Short exercise a -
In the page text below, what is the name of the default colormap?

Page text -
The `Matplotlib.image` function can import .jpg files natively (i.e. its a base function) into Python. Other file types that have geospatial information attached (e.g. Geotiffs) require additional packages for importing, and we will get to those later.

Below, the `imread` function puts the image data into a numpy array. To plot it, we use the Matplotlib function `imshow`:

In [None]:
jpg = mpimg.imread('data/DSC_6121.JPG')         # file should be in your lab data folder
imgplot = plt.imshow(jpg)

Like all digital photographs, this one has three bands: one each for Red, Green, and Blue. And the image is represented in python as a series of *arrays* (gridded data). We can check the shape of the image data using the `shape` function, and the datatype using the `type` function:

In [None]:
print(jpg.shape)                                # what is the shape of this array?
print('Data type:'+ str(type(jpg[0,0,0])))      # what type of data is this? 

 The data used to create the image has 563 rows, and 1000 columns and three bands - each element is an unsigned 8-bit integer, so the values go from zero to 255. Lets use indexing to take a small sample (5x5) of the first band:

In [None]:
jpg[0:5,0:5,0]  # here a subset of the data for the first band

Now lets look at the RGB values for a single pixel (0,0): 

In [None]:
jpg[0,0,:]  # RGB triplet - three values for a single pixel

Matplotlib is treating each pixel of the image as an RGB triplet. To make a pseudo-colour plot, we can extract one *slice* of the RGB values for the entire image using array indexing. 

In [None]:
jpg_0 = jpg[:, :, 0] # what does this indexing do??

plt.imshow(jpg_0)

The default colormap (used above) is called 'viridis'. The colormap can be specified in imshow (or any of the other array plot commands) using the `cmap` flag, and the `plt.colorbar` function adds a colorbar to your plot. 

A note about `imshow`: The first element of an array is found at position (0,0). By default, `imshow` flips the array to show the origin (0,0) in the top left (upper) corner. You can change this by adding the flag `origin = lower` to your imshow command. This may come in handy later...

In [None]:
plt.imshow(jpg_0,origin='lower')
plt.colorbar()

Available data -
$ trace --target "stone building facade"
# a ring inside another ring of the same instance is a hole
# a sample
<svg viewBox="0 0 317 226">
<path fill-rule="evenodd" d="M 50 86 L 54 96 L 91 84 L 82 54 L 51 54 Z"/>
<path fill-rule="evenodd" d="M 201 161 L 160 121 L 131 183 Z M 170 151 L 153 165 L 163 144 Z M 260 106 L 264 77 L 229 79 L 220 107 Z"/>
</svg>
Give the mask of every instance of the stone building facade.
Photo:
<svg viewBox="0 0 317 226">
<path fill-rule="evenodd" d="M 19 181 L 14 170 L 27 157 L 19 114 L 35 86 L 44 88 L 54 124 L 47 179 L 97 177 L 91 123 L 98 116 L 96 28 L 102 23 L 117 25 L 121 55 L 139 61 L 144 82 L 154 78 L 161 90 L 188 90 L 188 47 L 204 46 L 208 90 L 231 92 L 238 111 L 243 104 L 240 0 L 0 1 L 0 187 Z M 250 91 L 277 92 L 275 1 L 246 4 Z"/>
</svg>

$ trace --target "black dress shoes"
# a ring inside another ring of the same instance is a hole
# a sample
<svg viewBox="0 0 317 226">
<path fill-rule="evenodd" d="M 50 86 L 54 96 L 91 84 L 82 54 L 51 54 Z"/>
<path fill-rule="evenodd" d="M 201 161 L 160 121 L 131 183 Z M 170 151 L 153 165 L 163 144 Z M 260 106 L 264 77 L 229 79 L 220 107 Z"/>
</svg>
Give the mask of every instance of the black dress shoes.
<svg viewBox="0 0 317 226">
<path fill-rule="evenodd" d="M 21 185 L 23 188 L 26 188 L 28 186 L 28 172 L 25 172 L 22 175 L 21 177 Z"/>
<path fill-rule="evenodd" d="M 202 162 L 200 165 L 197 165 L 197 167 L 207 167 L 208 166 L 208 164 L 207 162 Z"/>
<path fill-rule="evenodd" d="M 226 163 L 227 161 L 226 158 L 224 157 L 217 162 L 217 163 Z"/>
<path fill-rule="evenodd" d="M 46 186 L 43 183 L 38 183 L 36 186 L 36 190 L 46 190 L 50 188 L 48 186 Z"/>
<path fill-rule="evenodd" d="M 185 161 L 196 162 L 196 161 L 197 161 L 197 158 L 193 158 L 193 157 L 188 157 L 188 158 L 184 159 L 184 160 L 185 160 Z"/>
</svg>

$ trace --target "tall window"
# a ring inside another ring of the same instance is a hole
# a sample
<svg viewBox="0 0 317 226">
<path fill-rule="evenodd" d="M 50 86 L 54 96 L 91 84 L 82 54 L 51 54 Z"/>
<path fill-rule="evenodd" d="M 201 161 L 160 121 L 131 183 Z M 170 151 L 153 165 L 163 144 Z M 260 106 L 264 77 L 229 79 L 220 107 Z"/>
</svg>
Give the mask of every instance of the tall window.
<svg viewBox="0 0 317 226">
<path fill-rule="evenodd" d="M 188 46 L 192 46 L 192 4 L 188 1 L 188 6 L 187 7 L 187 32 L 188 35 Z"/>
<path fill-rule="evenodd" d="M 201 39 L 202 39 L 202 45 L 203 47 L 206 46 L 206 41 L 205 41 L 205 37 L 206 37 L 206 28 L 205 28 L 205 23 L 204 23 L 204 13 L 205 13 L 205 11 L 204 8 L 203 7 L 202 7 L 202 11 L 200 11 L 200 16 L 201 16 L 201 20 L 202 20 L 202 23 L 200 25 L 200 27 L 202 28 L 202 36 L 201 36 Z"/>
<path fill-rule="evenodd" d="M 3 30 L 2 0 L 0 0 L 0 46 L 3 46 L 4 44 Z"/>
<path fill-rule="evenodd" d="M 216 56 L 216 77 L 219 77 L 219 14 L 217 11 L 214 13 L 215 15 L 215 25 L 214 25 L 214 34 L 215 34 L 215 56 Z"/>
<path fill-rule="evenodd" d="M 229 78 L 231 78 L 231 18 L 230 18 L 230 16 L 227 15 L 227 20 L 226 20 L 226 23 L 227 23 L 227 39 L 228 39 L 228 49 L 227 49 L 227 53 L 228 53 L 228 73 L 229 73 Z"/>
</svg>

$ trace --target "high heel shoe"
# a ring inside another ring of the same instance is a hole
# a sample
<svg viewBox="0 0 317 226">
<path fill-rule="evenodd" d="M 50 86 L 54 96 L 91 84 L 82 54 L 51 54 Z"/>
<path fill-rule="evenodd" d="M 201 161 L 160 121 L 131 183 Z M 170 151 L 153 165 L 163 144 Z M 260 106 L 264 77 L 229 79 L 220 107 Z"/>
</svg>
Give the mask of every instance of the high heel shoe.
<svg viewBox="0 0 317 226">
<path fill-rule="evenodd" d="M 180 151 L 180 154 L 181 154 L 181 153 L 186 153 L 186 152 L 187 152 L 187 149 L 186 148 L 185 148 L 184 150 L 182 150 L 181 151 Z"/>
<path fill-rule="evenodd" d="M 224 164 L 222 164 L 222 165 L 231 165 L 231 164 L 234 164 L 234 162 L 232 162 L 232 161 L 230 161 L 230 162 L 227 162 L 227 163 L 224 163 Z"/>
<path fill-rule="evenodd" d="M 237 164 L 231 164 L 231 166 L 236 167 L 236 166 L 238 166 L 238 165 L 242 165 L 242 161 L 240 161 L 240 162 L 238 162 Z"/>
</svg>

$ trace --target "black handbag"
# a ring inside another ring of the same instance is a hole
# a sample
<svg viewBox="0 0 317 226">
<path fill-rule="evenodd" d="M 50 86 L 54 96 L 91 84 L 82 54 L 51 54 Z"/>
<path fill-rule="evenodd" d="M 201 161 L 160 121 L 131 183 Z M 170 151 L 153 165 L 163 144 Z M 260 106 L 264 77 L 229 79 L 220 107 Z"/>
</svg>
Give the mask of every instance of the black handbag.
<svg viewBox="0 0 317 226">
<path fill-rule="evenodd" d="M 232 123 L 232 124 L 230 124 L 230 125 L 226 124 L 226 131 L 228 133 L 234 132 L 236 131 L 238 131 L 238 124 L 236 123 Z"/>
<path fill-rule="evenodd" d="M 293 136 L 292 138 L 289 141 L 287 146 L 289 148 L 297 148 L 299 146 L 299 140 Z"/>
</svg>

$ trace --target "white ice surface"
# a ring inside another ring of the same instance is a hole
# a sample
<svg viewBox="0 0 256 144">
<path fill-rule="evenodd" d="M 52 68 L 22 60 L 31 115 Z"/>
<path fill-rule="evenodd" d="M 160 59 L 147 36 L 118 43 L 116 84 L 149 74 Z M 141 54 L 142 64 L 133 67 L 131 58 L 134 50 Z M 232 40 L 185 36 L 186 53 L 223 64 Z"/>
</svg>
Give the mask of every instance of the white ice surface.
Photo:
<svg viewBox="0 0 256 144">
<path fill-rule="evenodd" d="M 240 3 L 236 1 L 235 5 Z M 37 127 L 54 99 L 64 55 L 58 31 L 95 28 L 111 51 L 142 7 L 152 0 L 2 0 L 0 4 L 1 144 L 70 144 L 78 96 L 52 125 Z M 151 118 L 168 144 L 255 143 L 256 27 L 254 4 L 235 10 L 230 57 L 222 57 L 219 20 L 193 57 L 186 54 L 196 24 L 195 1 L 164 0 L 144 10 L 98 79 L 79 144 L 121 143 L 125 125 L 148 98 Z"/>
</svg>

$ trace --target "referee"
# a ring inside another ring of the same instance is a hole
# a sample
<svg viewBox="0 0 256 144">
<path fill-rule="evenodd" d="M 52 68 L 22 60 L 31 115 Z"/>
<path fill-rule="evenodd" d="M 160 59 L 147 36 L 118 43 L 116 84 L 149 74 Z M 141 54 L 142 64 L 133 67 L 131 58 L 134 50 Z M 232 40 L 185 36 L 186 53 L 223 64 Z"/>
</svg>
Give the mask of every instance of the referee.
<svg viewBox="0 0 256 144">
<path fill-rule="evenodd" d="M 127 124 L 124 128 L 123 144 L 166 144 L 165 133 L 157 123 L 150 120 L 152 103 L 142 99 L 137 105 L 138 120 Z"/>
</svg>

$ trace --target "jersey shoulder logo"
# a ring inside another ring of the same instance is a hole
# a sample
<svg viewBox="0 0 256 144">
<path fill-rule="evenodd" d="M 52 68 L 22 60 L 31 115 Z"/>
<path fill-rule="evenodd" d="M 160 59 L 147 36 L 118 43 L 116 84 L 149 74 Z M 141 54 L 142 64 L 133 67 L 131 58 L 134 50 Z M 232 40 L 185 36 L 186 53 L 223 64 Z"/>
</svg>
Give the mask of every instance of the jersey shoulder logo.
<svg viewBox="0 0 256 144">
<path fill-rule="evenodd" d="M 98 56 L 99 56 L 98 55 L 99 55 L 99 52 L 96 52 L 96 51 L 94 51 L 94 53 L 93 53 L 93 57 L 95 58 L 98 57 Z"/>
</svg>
* * *
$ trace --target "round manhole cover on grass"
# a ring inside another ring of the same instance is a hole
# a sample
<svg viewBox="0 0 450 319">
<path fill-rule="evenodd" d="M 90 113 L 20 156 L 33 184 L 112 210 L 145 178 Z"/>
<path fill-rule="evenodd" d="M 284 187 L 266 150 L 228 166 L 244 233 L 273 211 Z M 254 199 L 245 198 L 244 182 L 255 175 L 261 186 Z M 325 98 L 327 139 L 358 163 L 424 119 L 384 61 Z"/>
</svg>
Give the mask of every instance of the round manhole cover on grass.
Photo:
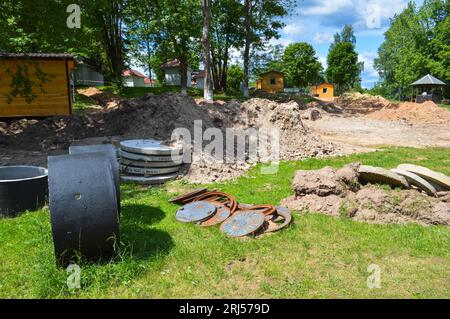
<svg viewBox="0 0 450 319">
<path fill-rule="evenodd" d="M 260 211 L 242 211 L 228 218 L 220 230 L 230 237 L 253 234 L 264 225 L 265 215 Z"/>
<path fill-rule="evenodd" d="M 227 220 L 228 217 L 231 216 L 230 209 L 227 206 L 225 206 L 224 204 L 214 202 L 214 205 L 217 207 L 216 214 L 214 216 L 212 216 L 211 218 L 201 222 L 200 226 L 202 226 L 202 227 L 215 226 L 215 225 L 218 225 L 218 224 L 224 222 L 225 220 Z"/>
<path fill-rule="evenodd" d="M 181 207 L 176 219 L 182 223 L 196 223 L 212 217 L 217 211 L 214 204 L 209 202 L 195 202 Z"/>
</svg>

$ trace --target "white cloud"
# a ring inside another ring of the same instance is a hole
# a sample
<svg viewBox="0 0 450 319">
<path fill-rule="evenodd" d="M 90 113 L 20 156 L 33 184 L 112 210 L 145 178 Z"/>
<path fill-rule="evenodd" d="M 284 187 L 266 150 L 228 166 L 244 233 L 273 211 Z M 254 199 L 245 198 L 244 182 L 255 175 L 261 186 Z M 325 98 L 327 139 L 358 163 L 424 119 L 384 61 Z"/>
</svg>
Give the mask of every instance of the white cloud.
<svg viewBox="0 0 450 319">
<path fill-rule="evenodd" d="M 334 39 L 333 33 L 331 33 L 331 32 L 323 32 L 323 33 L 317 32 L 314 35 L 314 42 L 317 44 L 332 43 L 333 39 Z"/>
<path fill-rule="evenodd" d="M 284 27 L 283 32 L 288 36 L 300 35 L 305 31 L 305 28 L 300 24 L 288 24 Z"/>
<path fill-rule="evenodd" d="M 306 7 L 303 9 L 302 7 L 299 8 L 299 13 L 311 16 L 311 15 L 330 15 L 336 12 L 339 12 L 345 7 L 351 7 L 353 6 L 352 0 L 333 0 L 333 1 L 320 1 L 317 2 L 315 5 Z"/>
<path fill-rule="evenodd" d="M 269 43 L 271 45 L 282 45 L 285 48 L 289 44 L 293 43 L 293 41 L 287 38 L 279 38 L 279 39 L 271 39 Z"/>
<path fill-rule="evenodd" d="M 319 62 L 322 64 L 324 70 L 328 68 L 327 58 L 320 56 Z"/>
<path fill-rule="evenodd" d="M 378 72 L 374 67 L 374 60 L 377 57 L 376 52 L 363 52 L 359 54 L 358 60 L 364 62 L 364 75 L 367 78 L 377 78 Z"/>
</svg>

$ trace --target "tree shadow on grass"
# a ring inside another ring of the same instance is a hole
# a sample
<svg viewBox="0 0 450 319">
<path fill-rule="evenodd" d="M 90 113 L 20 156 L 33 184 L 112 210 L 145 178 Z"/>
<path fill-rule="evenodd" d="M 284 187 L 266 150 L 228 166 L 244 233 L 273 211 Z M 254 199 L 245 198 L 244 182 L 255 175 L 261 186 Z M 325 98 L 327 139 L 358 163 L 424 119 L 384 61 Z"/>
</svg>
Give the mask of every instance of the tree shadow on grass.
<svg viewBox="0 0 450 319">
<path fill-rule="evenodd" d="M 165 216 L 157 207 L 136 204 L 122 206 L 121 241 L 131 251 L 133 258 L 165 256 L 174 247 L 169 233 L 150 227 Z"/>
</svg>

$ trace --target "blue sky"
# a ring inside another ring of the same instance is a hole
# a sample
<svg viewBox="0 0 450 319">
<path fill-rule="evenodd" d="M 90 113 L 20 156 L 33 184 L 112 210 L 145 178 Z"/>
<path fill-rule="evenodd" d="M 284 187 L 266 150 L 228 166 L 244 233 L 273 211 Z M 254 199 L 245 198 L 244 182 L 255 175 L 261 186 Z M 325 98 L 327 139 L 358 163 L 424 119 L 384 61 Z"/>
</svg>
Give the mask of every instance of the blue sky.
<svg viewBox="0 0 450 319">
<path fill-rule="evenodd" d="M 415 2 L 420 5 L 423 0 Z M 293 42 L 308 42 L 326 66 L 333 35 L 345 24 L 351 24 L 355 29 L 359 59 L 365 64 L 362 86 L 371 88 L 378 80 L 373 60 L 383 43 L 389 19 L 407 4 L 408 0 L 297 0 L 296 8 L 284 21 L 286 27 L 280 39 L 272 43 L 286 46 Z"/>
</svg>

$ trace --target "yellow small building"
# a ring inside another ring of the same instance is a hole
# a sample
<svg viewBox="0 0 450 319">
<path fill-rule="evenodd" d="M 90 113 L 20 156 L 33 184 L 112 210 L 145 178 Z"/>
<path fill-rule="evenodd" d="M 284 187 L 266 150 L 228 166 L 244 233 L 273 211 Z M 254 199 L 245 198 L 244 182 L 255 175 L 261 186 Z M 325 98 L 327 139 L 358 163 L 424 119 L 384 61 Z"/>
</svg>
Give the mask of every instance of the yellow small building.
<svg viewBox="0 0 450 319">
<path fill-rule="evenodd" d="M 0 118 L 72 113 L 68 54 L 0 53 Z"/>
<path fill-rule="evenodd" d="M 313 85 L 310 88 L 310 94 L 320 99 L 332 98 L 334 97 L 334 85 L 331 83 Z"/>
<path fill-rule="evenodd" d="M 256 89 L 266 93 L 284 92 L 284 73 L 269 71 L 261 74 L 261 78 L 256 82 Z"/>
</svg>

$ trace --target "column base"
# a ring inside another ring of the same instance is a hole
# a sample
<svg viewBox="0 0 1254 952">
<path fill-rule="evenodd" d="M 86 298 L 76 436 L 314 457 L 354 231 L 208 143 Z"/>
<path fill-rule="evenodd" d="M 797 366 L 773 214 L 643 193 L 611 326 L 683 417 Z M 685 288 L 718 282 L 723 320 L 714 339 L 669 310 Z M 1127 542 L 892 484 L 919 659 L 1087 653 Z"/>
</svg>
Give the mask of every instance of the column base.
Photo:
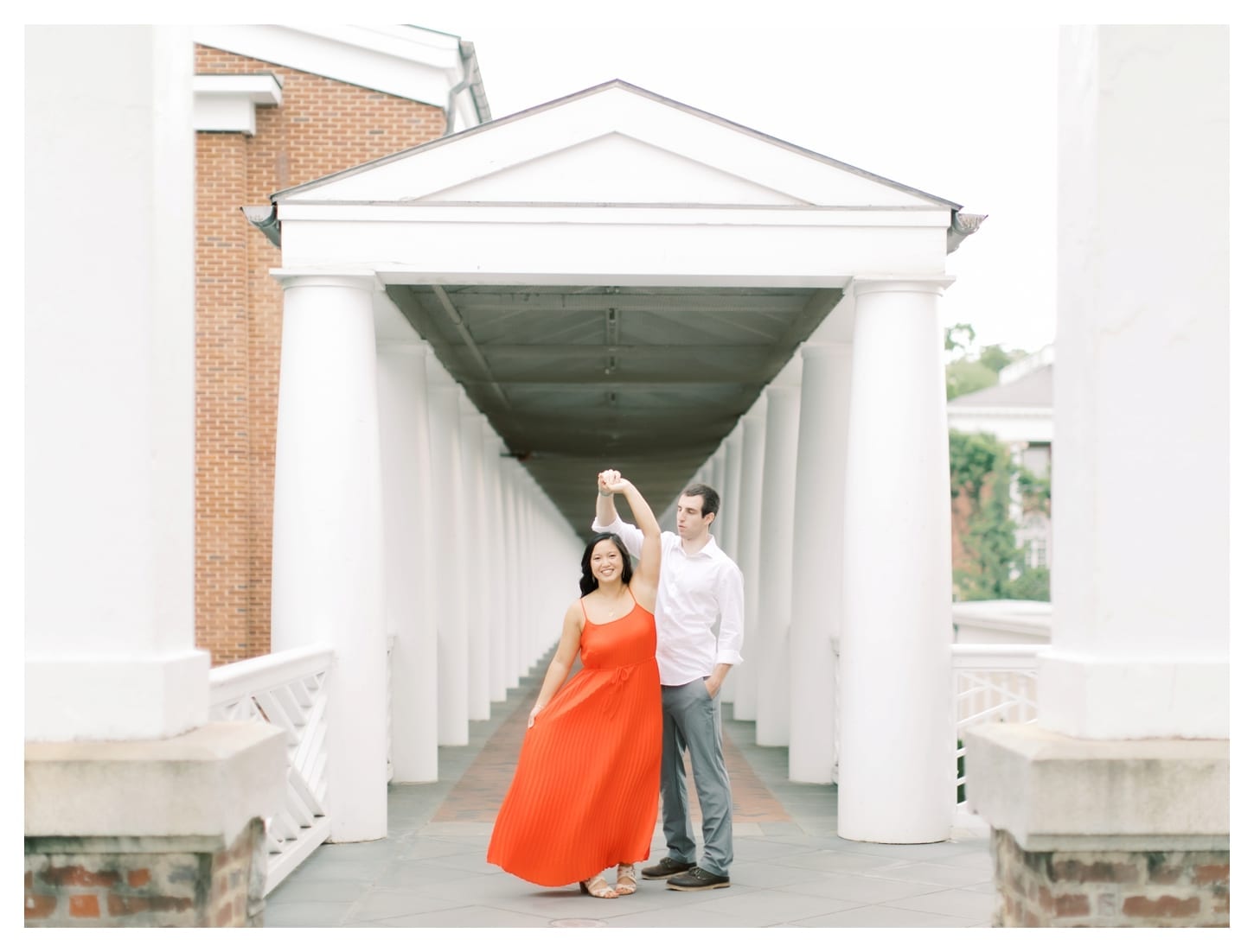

Short exercise b -
Copy out every line of the rows above that contains the string "cover", treating uppercase and lowercase as different.

Correct answer a -
The default colormap is called 'viridis'.

Correct answer b -
$ trace --target "round manhole cover on grass"
Give the mask of every instance of the round manhole cover on grass.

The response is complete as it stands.